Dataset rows

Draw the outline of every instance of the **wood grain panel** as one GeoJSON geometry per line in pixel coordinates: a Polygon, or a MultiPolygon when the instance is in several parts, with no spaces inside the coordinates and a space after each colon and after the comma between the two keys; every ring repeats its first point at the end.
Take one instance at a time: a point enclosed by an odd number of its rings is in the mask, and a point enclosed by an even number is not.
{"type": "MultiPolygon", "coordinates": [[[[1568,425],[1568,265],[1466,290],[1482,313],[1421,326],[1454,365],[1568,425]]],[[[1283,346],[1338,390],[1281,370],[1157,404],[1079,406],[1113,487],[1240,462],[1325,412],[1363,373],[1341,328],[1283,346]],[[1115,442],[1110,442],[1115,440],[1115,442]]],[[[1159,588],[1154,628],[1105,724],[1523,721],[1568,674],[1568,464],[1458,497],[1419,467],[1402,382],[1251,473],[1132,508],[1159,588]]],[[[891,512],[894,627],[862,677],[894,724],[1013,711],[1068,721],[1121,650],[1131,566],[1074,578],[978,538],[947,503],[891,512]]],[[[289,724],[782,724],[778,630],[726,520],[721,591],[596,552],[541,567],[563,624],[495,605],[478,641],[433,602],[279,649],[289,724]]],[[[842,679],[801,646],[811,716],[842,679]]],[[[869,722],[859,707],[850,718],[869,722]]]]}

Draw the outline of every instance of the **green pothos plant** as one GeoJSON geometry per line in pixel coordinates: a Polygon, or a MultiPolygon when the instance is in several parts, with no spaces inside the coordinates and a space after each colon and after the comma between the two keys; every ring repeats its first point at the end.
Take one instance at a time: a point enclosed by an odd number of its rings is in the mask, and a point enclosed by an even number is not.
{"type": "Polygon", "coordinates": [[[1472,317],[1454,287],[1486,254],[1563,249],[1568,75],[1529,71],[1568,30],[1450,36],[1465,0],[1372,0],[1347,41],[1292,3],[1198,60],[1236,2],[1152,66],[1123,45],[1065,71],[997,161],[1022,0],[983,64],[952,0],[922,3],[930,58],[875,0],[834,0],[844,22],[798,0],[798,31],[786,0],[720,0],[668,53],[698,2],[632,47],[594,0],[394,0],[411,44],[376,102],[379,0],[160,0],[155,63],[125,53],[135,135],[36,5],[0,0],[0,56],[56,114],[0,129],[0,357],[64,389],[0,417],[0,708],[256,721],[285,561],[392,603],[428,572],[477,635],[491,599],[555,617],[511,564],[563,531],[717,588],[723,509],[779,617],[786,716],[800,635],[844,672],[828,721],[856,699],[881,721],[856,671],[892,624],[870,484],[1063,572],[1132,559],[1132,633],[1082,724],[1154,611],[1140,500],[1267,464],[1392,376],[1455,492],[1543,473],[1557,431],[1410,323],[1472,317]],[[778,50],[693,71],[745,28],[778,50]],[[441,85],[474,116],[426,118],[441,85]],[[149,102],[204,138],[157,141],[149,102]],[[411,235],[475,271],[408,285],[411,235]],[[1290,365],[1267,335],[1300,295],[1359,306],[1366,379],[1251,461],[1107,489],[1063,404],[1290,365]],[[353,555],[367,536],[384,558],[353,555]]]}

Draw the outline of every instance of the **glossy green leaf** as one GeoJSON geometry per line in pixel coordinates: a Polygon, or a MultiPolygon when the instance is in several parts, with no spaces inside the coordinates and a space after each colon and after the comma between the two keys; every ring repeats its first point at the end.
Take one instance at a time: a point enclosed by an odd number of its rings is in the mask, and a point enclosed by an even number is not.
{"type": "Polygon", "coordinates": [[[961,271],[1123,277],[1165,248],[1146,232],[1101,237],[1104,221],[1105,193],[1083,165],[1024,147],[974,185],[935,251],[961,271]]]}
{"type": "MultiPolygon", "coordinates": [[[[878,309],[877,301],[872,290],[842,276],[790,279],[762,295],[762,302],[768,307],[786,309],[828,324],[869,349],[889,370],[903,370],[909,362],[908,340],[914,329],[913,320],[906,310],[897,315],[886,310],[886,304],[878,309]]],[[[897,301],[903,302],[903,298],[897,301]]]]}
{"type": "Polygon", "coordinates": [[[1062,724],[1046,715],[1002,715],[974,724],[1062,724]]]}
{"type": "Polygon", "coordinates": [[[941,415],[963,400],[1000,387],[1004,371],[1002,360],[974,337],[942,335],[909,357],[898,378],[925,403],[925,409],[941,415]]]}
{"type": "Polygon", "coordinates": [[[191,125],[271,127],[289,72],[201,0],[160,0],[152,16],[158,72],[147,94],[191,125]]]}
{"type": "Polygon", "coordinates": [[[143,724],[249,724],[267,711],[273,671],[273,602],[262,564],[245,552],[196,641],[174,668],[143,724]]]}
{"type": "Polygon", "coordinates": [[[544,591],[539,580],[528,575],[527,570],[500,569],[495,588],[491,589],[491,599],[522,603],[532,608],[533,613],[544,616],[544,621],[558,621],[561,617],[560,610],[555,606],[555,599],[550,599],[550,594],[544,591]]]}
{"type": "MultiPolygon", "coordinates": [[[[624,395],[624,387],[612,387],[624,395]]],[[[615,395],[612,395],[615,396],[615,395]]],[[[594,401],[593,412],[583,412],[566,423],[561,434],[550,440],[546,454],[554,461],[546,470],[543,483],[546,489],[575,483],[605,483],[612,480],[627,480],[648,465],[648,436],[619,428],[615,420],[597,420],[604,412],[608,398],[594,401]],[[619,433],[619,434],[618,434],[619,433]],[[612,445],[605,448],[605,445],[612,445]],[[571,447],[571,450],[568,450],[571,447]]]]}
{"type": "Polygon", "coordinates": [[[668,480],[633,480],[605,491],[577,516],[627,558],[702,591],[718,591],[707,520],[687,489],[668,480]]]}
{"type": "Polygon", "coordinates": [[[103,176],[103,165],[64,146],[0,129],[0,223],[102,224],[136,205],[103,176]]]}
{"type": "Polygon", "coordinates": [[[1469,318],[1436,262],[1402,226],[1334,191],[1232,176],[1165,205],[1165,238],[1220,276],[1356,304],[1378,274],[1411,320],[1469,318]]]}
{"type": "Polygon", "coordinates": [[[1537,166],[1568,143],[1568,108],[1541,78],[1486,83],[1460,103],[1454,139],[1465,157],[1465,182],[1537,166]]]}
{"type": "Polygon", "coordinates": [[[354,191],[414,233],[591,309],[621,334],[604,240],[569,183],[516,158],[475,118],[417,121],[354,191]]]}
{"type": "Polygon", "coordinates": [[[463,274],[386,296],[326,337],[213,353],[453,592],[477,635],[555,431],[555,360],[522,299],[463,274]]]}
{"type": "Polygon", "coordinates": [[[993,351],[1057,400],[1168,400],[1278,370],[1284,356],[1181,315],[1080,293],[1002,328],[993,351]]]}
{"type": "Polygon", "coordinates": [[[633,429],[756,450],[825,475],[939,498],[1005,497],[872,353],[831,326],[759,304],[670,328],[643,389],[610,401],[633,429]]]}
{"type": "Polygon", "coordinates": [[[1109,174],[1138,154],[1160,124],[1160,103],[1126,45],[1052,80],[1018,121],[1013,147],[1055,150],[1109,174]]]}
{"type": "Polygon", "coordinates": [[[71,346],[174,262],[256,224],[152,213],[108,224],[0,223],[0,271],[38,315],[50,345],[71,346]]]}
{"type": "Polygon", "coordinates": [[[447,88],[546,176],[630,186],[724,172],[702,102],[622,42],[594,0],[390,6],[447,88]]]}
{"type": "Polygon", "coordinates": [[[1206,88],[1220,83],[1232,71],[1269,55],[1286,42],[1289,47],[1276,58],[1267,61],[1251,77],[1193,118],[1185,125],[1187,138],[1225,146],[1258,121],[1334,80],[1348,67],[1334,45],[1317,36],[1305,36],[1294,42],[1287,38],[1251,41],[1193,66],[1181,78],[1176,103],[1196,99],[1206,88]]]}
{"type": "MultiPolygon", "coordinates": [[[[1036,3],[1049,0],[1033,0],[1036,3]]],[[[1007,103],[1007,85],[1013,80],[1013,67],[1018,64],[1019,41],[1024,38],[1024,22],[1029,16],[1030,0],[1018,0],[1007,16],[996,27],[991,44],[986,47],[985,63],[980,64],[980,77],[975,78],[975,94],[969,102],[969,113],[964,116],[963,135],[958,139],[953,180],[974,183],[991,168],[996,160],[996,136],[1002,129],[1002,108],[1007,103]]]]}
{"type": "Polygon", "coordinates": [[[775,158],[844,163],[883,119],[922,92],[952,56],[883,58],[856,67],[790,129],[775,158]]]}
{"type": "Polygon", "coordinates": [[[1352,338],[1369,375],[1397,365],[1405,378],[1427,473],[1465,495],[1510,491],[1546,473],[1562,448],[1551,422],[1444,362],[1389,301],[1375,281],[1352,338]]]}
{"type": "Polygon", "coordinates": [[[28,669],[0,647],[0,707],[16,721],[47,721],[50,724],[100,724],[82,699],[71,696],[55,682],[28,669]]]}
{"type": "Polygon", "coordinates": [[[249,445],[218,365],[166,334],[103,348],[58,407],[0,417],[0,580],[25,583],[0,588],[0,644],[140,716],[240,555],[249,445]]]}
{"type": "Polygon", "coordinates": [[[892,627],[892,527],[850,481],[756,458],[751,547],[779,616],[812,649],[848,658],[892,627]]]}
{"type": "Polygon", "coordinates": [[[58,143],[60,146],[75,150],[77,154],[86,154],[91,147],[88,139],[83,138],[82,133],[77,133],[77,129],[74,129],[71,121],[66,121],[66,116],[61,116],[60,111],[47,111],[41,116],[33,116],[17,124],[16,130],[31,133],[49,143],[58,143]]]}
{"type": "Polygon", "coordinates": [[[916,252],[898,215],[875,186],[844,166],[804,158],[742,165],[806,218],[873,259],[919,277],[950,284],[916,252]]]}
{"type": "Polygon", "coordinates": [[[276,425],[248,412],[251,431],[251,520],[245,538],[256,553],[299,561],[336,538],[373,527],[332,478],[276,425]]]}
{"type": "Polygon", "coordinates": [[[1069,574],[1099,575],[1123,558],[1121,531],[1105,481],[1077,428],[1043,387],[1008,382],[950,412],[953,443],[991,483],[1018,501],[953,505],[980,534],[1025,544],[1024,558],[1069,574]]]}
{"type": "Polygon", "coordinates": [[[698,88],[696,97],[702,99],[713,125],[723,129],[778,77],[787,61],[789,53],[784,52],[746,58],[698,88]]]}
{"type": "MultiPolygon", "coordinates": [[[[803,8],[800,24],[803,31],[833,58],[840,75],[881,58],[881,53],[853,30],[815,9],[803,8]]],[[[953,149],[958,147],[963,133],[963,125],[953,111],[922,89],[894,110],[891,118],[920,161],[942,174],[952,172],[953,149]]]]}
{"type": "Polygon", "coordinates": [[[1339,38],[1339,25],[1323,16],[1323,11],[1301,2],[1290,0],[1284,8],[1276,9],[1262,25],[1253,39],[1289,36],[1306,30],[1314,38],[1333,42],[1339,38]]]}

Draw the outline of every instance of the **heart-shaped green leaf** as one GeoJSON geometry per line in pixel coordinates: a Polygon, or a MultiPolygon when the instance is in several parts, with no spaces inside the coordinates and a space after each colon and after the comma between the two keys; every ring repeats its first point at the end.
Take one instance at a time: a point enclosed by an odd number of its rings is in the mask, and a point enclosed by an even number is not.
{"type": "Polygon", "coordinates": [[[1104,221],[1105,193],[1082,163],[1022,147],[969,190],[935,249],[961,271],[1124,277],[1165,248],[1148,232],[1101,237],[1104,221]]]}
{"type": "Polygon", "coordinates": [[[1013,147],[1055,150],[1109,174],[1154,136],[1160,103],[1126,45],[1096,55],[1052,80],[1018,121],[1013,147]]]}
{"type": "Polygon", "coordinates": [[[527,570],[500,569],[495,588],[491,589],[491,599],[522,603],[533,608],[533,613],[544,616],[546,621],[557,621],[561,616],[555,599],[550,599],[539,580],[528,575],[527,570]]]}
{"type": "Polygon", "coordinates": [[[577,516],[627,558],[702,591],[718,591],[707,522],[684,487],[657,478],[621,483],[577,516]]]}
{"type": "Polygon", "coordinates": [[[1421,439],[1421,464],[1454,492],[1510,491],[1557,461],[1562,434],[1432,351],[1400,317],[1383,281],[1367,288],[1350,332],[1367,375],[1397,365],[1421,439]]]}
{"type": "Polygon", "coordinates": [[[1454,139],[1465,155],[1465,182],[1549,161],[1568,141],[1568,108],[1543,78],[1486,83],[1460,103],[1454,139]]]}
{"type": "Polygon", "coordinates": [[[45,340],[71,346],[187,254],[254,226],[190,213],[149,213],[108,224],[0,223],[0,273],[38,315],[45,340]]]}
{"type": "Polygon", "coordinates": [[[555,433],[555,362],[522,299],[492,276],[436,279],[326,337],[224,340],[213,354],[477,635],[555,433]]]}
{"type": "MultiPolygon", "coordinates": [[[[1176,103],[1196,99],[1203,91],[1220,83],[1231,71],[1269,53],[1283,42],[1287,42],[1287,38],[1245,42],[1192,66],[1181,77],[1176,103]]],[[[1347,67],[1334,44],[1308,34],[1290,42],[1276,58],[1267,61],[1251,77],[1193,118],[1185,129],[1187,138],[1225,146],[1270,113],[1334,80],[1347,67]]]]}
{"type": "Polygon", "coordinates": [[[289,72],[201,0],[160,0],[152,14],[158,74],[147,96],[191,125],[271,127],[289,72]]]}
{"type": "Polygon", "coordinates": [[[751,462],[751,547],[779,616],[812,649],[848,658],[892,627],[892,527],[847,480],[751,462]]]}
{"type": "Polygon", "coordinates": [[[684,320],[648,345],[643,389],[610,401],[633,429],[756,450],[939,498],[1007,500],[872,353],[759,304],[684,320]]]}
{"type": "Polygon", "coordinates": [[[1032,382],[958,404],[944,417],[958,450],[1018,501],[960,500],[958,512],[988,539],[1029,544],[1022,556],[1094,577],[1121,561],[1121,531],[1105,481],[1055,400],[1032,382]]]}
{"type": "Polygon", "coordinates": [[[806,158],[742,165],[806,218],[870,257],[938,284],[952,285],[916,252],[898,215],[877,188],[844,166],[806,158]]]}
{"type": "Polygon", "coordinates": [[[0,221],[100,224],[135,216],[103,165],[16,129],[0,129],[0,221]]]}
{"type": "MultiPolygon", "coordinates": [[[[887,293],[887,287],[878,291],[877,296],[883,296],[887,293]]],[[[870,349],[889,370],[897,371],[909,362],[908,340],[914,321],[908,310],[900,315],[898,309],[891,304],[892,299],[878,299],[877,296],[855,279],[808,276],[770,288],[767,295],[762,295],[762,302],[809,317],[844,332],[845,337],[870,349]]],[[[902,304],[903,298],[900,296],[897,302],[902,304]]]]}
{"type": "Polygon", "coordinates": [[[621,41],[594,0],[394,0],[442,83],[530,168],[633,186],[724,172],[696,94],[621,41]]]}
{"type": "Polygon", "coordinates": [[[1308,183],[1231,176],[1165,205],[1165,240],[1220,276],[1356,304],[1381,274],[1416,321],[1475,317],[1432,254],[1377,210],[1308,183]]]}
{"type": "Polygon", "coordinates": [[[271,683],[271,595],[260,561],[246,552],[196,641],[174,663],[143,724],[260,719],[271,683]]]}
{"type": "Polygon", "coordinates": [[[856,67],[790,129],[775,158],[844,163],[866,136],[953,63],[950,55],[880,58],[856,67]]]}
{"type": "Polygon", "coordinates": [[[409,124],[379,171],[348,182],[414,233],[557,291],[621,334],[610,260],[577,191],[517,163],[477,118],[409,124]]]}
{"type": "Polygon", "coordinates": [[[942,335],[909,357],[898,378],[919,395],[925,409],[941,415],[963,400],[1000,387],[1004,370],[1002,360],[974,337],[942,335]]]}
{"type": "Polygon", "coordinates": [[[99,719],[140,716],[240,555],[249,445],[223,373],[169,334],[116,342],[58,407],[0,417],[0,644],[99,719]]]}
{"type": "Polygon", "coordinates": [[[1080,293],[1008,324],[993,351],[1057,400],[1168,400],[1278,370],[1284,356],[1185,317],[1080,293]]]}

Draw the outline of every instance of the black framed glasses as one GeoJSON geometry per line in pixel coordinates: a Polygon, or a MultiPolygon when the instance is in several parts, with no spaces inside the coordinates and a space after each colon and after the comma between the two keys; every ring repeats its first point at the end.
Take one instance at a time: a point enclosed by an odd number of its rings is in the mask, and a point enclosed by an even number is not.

## [Exercise prompt]
Filter the rows above down to every line that contains the string "wood", and treat uppercase and lowercase as different.

## [Answer for this exercise]
Draw the outline of every instance of the **wood grain panel** as one GeoJSON geometry per line in pixel coordinates: a Polygon, or a MultiPolygon when the instance is in several parts, with no spaces inside the coordinates and a space after each colon and after the comma between the two keys; every ring repeats its first point at the end.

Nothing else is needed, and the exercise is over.